Please state how many lines of the records below contain the word "shirt", giving only the number.

(Excerpts of labeled region data)
####

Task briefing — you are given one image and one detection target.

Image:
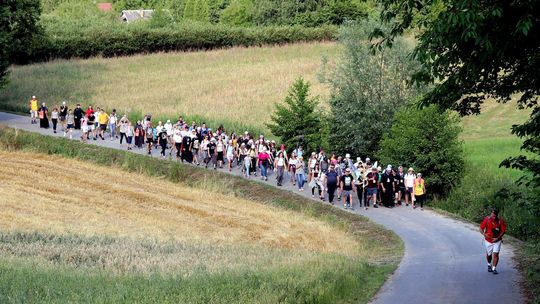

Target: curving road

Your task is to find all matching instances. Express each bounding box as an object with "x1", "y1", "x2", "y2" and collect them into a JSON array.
[{"x1": 0, "y1": 112, "x2": 525, "y2": 304}]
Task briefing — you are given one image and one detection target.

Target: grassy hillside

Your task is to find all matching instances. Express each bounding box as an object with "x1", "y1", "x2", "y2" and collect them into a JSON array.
[
  {"x1": 0, "y1": 128, "x2": 403, "y2": 303},
  {"x1": 0, "y1": 43, "x2": 339, "y2": 131}
]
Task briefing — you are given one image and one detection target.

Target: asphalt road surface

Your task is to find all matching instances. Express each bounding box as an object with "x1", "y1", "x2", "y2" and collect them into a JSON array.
[{"x1": 0, "y1": 112, "x2": 524, "y2": 304}]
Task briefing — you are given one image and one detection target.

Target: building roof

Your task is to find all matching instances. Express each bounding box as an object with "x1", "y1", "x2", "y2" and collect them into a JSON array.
[
  {"x1": 120, "y1": 10, "x2": 154, "y2": 22},
  {"x1": 96, "y1": 3, "x2": 112, "y2": 12}
]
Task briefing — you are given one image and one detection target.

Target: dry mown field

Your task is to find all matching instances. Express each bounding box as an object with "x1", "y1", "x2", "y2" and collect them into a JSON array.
[
  {"x1": 0, "y1": 42, "x2": 339, "y2": 132},
  {"x1": 0, "y1": 151, "x2": 367, "y2": 270}
]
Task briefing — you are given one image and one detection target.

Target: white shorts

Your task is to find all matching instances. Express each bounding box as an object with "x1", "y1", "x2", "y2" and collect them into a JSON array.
[{"x1": 484, "y1": 240, "x2": 502, "y2": 255}]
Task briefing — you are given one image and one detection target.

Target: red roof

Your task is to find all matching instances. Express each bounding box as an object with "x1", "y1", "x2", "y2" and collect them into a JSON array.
[{"x1": 97, "y1": 3, "x2": 112, "y2": 12}]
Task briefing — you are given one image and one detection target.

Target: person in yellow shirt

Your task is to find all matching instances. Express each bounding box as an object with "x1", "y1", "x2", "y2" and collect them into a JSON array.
[
  {"x1": 413, "y1": 173, "x2": 426, "y2": 210},
  {"x1": 29, "y1": 96, "x2": 39, "y2": 124},
  {"x1": 98, "y1": 109, "x2": 109, "y2": 140}
]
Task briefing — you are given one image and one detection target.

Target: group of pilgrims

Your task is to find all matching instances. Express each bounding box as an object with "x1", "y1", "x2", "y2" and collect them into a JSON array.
[{"x1": 29, "y1": 96, "x2": 426, "y2": 210}]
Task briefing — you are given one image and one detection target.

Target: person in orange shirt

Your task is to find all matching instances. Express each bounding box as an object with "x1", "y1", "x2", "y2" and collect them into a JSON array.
[
  {"x1": 480, "y1": 208, "x2": 506, "y2": 274},
  {"x1": 413, "y1": 173, "x2": 426, "y2": 210}
]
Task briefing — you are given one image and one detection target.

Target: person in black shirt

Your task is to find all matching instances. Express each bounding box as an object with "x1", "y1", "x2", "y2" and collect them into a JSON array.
[
  {"x1": 207, "y1": 137, "x2": 217, "y2": 170},
  {"x1": 339, "y1": 168, "x2": 355, "y2": 209},
  {"x1": 181, "y1": 135, "x2": 193, "y2": 163},
  {"x1": 381, "y1": 166, "x2": 396, "y2": 208},
  {"x1": 73, "y1": 104, "x2": 84, "y2": 130},
  {"x1": 365, "y1": 167, "x2": 379, "y2": 210},
  {"x1": 158, "y1": 128, "x2": 167, "y2": 159},
  {"x1": 395, "y1": 166, "x2": 407, "y2": 205},
  {"x1": 326, "y1": 164, "x2": 339, "y2": 205}
]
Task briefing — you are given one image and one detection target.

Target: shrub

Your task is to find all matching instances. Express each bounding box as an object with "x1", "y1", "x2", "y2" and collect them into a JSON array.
[
  {"x1": 378, "y1": 106, "x2": 464, "y2": 195},
  {"x1": 267, "y1": 78, "x2": 325, "y2": 151}
]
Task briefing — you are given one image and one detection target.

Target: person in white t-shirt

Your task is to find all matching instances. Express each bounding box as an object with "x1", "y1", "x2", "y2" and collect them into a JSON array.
[{"x1": 405, "y1": 168, "x2": 416, "y2": 206}]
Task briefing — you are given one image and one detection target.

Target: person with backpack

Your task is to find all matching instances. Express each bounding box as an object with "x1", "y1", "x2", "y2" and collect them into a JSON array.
[
  {"x1": 480, "y1": 208, "x2": 506, "y2": 274},
  {"x1": 413, "y1": 173, "x2": 426, "y2": 210},
  {"x1": 365, "y1": 167, "x2": 379, "y2": 210},
  {"x1": 158, "y1": 128, "x2": 167, "y2": 159},
  {"x1": 259, "y1": 148, "x2": 270, "y2": 181},
  {"x1": 339, "y1": 168, "x2": 355, "y2": 209},
  {"x1": 29, "y1": 96, "x2": 39, "y2": 124},
  {"x1": 146, "y1": 121, "x2": 154, "y2": 155},
  {"x1": 180, "y1": 132, "x2": 193, "y2": 164},
  {"x1": 274, "y1": 151, "x2": 288, "y2": 187},
  {"x1": 38, "y1": 102, "x2": 49, "y2": 129},
  {"x1": 326, "y1": 164, "x2": 339, "y2": 205}
]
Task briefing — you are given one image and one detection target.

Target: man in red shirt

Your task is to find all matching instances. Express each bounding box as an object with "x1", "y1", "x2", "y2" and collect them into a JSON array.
[{"x1": 480, "y1": 209, "x2": 506, "y2": 274}]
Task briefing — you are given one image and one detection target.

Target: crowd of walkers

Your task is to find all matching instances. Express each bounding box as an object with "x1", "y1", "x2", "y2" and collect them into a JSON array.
[{"x1": 29, "y1": 96, "x2": 426, "y2": 210}]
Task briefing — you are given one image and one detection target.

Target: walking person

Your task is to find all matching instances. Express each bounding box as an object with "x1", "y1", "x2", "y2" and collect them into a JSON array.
[
  {"x1": 274, "y1": 151, "x2": 288, "y2": 187},
  {"x1": 339, "y1": 168, "x2": 355, "y2": 209},
  {"x1": 158, "y1": 128, "x2": 167, "y2": 159},
  {"x1": 480, "y1": 208, "x2": 506, "y2": 274},
  {"x1": 259, "y1": 148, "x2": 270, "y2": 181},
  {"x1": 413, "y1": 173, "x2": 426, "y2": 210},
  {"x1": 381, "y1": 165, "x2": 396, "y2": 208},
  {"x1": 64, "y1": 109, "x2": 75, "y2": 139},
  {"x1": 73, "y1": 103, "x2": 84, "y2": 130},
  {"x1": 146, "y1": 121, "x2": 154, "y2": 155},
  {"x1": 126, "y1": 120, "x2": 135, "y2": 150},
  {"x1": 109, "y1": 109, "x2": 118, "y2": 140},
  {"x1": 38, "y1": 102, "x2": 49, "y2": 129},
  {"x1": 404, "y1": 168, "x2": 416, "y2": 206},
  {"x1": 60, "y1": 101, "x2": 68, "y2": 137},
  {"x1": 309, "y1": 164, "x2": 324, "y2": 200},
  {"x1": 326, "y1": 164, "x2": 339, "y2": 205},
  {"x1": 295, "y1": 156, "x2": 306, "y2": 191},
  {"x1": 366, "y1": 167, "x2": 379, "y2": 210},
  {"x1": 28, "y1": 96, "x2": 39, "y2": 124},
  {"x1": 51, "y1": 108, "x2": 59, "y2": 133},
  {"x1": 289, "y1": 152, "x2": 298, "y2": 186}
]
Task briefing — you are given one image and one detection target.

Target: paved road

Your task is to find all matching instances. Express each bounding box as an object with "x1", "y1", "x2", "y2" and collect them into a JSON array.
[{"x1": 0, "y1": 112, "x2": 524, "y2": 304}]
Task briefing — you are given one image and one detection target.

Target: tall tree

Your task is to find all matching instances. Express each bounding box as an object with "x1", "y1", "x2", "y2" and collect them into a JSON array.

####

**Answer to the exercise**
5